_Collection entries_:

·····

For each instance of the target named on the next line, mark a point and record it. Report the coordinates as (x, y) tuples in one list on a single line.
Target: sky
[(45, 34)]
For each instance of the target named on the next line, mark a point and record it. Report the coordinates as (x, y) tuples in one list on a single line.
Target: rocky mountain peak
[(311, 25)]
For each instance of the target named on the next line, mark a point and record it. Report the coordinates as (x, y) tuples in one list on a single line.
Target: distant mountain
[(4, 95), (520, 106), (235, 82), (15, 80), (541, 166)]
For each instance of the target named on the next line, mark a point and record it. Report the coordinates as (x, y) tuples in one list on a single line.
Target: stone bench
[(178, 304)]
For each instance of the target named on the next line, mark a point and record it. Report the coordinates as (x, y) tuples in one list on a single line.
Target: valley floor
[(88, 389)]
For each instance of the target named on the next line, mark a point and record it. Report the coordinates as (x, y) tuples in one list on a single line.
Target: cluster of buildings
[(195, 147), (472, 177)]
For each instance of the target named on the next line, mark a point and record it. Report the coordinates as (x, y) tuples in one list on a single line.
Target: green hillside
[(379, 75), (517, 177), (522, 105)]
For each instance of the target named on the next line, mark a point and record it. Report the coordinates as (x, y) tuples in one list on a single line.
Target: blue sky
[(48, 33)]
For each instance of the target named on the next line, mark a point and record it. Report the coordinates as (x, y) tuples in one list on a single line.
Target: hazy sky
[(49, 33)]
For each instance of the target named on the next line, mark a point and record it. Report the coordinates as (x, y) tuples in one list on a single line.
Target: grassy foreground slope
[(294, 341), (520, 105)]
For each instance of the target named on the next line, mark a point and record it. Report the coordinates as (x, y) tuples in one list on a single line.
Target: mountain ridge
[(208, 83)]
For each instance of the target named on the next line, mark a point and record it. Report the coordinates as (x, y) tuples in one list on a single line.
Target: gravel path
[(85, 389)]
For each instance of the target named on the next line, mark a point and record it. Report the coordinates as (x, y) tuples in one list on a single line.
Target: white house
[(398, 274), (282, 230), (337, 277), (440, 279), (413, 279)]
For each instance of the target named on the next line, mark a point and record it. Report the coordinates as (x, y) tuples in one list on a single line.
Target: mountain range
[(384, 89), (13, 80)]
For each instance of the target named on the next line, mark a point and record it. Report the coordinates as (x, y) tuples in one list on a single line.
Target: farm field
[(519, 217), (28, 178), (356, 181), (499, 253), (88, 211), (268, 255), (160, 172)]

·····

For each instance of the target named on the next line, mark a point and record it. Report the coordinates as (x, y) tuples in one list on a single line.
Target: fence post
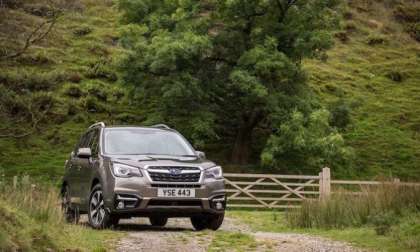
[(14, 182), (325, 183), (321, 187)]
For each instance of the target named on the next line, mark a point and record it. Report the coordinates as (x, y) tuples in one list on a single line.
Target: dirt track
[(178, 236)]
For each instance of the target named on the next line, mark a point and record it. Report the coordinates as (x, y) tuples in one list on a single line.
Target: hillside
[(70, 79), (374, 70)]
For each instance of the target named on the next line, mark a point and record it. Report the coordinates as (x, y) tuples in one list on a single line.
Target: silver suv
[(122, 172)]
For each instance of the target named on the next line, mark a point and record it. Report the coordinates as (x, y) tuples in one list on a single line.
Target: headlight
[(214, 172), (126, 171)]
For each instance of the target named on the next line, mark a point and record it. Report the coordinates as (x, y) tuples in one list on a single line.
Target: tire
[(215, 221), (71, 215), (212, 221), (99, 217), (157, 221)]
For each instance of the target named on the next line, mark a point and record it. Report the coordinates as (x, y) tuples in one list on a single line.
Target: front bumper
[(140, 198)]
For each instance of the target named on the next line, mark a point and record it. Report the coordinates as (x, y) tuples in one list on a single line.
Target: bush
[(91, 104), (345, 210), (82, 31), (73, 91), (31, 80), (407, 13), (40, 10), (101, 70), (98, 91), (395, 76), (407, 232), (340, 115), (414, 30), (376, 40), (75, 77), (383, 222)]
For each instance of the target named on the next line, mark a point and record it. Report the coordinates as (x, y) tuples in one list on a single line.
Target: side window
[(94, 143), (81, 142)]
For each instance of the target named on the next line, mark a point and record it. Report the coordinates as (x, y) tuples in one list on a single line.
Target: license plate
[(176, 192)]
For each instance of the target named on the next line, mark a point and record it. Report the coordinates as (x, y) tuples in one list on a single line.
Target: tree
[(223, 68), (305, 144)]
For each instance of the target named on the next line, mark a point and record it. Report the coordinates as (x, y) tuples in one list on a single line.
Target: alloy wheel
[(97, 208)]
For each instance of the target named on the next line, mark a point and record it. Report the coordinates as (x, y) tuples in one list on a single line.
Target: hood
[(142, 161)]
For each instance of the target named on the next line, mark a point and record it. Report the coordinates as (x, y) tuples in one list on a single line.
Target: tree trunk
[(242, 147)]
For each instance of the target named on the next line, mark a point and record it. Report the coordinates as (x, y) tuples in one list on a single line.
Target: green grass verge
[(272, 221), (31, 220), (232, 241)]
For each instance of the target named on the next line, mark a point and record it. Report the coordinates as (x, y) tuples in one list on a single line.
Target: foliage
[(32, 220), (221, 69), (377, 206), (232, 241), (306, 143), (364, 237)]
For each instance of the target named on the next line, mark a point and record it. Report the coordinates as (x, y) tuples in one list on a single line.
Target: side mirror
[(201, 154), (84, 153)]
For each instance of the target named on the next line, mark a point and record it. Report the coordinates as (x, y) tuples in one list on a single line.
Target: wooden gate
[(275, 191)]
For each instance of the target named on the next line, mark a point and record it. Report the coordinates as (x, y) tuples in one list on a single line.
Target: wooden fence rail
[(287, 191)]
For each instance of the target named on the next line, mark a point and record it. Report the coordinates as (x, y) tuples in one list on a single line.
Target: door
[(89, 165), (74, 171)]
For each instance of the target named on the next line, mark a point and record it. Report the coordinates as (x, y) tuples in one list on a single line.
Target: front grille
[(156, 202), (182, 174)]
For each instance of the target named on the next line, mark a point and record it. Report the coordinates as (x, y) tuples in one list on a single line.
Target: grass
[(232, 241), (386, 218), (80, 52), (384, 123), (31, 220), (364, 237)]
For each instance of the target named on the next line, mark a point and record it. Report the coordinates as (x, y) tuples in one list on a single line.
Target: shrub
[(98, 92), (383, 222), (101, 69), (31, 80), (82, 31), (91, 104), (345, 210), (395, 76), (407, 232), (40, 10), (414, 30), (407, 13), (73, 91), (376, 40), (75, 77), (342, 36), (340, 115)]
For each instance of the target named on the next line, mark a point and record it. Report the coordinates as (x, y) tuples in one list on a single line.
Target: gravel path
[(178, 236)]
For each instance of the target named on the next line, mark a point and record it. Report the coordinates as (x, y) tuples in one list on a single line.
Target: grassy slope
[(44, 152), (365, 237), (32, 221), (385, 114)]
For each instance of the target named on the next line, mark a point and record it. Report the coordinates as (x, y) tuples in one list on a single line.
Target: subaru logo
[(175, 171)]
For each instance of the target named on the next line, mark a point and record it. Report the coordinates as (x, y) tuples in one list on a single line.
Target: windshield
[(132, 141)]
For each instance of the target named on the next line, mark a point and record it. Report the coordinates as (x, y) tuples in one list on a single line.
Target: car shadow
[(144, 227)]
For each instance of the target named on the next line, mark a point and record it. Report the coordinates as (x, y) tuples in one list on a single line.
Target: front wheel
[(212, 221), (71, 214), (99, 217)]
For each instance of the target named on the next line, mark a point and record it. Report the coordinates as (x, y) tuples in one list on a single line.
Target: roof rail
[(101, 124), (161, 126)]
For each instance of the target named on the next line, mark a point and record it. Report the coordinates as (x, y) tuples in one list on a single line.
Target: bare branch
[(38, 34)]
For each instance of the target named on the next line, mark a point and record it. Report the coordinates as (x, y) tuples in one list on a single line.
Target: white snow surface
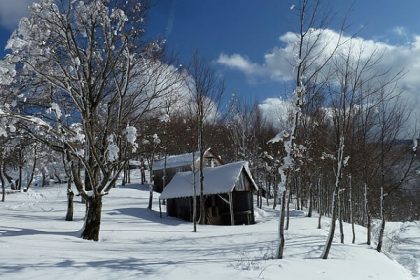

·····

_Goal of the exercise_:
Using the entries shown above, reproduce verbatim the lines from the line bearing "Target: bare branch" to the line bearing "Target: white snow surface", inclusive.

_Exercise answer_:
Target: bare branch
[(38, 34)]
For each instance of the target named on the next line, mark a point and record it. Report the coordinates as (x, y) tuples in one list on a single line.
Target: white snow surface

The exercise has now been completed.